The data:
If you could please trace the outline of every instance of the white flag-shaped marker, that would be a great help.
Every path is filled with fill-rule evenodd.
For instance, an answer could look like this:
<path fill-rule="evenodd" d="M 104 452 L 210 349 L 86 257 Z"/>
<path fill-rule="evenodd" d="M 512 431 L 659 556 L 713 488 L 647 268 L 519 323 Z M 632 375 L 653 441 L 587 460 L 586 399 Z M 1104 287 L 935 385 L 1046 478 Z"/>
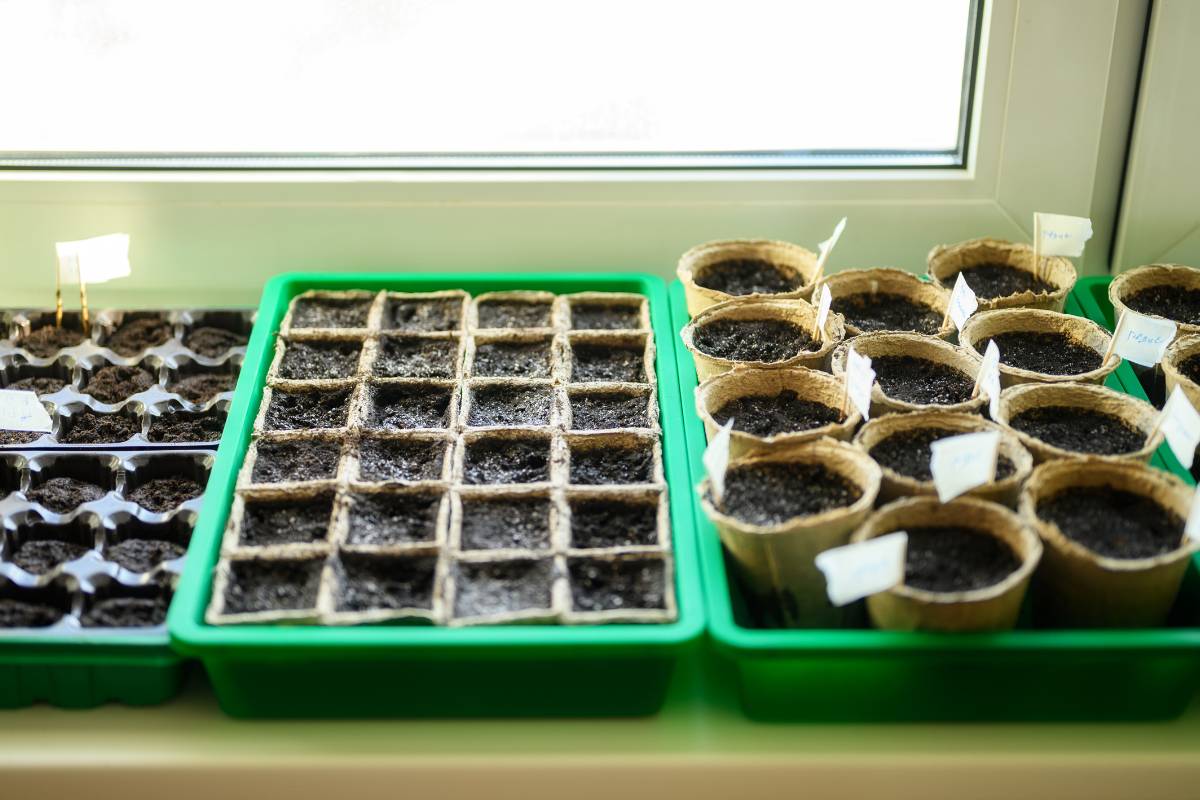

Assigned task:
Look over the listing. Pull out every line with the string "rule" in it.

Worked solution:
Every path is filled with fill-rule evenodd.
<path fill-rule="evenodd" d="M 104 452 L 210 349 L 86 257 Z"/>
<path fill-rule="evenodd" d="M 512 431 L 659 556 L 713 488 L 647 268 L 519 323 Z M 632 375 L 653 441 L 587 460 L 586 399 Z M 1104 287 L 935 385 L 1046 478 Z"/>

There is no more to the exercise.